ZU BEARBEITEN:
Zähle, in wie vielen der folgenden Zeilen das Wort „wooden“ vorkommt. Gib nur die Zahl an.

────

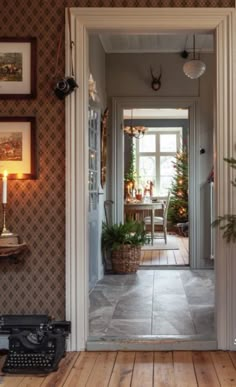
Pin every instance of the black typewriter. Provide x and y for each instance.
(36, 344)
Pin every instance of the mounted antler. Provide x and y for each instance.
(156, 81)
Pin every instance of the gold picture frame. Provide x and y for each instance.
(18, 67)
(18, 147)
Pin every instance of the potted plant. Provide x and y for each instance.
(124, 241)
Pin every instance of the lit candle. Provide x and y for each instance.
(4, 187)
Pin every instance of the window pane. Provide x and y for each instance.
(167, 172)
(165, 184)
(147, 166)
(167, 166)
(147, 143)
(168, 142)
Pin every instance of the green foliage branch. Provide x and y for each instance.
(128, 233)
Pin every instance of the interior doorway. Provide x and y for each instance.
(156, 164)
(224, 131)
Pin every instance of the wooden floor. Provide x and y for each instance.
(167, 257)
(136, 369)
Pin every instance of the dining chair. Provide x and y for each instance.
(160, 219)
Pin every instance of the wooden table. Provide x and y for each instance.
(137, 207)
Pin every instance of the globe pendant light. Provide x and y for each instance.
(194, 68)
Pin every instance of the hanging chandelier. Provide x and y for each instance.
(135, 131)
(194, 68)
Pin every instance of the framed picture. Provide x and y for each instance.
(17, 147)
(17, 68)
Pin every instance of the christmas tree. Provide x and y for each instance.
(178, 209)
(131, 174)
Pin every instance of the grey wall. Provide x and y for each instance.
(128, 75)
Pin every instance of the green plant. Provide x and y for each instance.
(128, 233)
(227, 222)
(178, 208)
(131, 174)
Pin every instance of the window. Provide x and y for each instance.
(155, 153)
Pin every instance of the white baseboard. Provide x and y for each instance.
(4, 342)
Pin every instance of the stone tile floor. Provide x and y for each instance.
(153, 302)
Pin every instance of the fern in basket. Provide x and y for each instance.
(129, 233)
(227, 223)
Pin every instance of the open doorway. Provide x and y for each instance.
(152, 302)
(133, 21)
(155, 166)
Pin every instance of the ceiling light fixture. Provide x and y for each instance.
(134, 131)
(194, 68)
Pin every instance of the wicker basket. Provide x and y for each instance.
(126, 260)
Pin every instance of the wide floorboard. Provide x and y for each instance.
(135, 369)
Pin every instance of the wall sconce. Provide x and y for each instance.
(93, 94)
(156, 81)
(194, 68)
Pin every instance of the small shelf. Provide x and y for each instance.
(13, 252)
(8, 250)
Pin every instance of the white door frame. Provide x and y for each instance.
(220, 20)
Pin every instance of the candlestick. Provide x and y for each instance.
(4, 187)
(5, 231)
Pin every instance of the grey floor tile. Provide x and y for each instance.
(160, 302)
(170, 302)
(172, 323)
(203, 319)
(129, 327)
(99, 321)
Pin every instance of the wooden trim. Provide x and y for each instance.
(137, 20)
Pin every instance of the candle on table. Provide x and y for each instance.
(4, 187)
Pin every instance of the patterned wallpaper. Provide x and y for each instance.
(37, 207)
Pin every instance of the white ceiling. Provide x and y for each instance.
(152, 43)
(155, 113)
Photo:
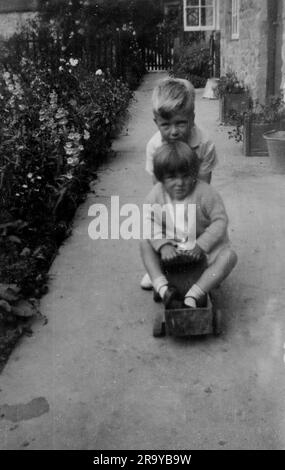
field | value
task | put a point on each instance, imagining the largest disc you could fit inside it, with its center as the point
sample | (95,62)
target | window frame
(216,17)
(235,19)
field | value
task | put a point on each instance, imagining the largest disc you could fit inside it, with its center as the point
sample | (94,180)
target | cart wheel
(217,322)
(159,326)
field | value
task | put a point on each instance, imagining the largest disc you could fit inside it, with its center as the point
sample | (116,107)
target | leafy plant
(229,83)
(272,111)
(193,63)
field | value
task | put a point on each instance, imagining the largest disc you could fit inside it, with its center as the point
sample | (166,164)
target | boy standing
(173,104)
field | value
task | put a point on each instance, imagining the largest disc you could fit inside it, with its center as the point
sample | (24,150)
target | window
(235,19)
(201,15)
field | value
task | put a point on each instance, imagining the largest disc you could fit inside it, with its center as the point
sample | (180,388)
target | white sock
(160,284)
(194,294)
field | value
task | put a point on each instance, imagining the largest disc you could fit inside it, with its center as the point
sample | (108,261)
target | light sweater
(211,217)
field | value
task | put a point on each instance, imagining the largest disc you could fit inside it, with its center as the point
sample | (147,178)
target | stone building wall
(11,22)
(14,13)
(283,50)
(247,56)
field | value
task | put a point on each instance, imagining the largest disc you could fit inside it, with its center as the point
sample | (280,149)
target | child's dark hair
(173,158)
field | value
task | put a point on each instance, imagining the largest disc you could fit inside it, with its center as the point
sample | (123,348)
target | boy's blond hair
(172,96)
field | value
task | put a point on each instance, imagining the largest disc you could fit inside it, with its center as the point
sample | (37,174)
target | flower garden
(62,101)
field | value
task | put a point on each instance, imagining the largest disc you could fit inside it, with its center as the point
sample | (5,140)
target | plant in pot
(249,126)
(234,97)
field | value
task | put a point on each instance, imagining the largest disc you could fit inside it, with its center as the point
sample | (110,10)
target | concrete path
(95,378)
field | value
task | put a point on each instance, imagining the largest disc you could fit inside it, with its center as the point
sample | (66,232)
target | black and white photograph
(142,228)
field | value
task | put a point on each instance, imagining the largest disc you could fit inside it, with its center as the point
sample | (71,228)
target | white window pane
(192,17)
(192,3)
(207,3)
(207,16)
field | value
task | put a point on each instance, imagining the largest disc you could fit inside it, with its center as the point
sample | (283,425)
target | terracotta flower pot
(276,148)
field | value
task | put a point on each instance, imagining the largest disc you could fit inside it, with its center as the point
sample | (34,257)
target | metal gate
(157,51)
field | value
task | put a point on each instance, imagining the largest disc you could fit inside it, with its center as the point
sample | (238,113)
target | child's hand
(196,254)
(168,252)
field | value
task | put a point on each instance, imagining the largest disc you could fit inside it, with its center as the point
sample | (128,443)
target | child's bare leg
(212,276)
(151,260)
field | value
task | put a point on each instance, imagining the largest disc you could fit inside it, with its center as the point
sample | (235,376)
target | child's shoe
(146,283)
(172,298)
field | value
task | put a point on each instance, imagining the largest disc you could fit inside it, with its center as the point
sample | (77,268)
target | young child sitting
(173,104)
(176,168)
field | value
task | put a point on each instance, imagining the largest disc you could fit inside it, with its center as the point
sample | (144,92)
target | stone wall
(283,50)
(247,56)
(10,22)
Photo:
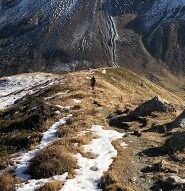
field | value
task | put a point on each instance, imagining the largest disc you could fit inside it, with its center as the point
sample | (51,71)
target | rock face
(153,105)
(179,122)
(176,143)
(65,35)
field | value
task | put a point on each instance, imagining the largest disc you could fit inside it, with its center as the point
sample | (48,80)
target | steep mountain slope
(57,138)
(67,35)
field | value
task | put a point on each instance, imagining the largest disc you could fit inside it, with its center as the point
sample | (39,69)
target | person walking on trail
(93,82)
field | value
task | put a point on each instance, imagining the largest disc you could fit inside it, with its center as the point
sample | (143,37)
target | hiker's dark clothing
(93,82)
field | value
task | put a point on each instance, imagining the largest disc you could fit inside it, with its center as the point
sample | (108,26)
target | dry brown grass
(51,186)
(7,182)
(52,161)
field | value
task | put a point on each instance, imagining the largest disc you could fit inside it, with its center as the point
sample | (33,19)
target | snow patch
(15,87)
(124,145)
(23,161)
(91,170)
(77,101)
(31,185)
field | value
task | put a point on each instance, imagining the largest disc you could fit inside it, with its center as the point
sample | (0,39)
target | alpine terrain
(92,95)
(68,35)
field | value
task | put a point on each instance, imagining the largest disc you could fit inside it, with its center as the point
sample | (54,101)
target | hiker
(93,82)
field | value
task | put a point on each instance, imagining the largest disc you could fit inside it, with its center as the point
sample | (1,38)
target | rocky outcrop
(179,122)
(176,143)
(154,105)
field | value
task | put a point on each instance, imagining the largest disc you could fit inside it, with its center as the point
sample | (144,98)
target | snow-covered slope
(15,87)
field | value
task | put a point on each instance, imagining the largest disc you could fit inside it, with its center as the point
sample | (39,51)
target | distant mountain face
(67,35)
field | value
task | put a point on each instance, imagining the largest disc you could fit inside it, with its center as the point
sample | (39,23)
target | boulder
(176,143)
(154,105)
(179,122)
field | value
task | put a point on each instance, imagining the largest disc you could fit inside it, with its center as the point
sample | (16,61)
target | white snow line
(55,95)
(33,184)
(23,161)
(90,171)
(124,145)
(15,87)
(77,101)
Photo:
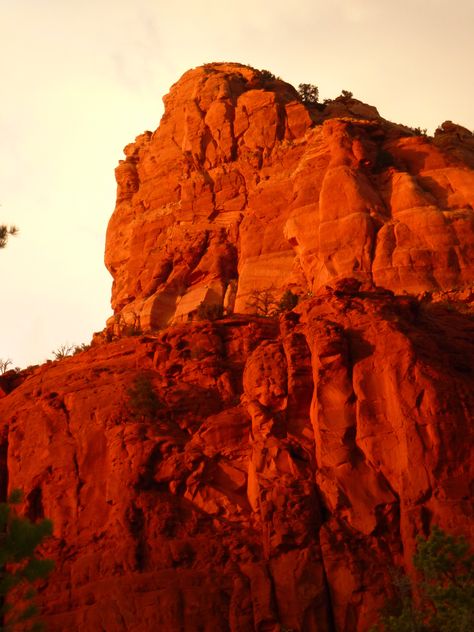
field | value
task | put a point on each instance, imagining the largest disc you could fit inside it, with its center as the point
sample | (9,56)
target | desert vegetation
(20,566)
(443,599)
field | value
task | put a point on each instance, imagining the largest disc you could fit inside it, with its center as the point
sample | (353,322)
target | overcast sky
(81,78)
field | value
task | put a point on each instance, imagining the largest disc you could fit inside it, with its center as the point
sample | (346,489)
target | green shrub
(288,301)
(266,75)
(262,302)
(446,589)
(5,233)
(209,312)
(309,93)
(63,351)
(20,567)
(143,403)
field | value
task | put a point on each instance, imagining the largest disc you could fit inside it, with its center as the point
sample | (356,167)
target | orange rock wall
(291,465)
(242,182)
(293,460)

────

LÖSUNG:
3